### What you have to do
Display every line below that contains the word "person", treating uppercase and lowercase letters as different.

### Data shown
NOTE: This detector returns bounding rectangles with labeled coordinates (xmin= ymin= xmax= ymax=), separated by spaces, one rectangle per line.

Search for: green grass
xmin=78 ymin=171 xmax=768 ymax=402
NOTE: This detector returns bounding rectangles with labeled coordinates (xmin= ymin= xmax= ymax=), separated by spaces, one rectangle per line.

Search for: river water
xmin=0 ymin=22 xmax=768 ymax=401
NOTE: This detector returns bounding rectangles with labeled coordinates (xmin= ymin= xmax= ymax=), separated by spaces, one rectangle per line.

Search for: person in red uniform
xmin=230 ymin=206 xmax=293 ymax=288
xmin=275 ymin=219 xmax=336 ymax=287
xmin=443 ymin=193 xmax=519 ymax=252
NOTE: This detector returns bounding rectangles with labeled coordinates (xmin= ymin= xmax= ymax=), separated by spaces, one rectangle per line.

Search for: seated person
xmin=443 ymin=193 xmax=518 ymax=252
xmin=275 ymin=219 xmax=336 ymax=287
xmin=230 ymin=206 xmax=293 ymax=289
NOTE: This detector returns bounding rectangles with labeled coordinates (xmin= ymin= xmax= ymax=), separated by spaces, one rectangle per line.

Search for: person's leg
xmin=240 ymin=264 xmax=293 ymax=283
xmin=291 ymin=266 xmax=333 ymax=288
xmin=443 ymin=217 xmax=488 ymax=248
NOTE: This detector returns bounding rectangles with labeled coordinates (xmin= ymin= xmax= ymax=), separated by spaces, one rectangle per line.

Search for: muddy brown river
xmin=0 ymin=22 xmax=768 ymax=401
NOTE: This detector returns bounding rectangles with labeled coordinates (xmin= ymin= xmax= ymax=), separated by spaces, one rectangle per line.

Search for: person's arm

* * *

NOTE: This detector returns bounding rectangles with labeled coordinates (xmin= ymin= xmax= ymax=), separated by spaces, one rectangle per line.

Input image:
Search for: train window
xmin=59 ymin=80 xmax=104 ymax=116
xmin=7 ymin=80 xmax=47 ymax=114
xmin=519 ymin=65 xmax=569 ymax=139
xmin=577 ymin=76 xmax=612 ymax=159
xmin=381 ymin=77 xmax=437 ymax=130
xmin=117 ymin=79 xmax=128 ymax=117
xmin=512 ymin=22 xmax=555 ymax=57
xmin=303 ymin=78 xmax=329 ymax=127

### Completed task
Search for: person in red uniform
Search for: seated person
Search for: person's leg
Search for: person's arm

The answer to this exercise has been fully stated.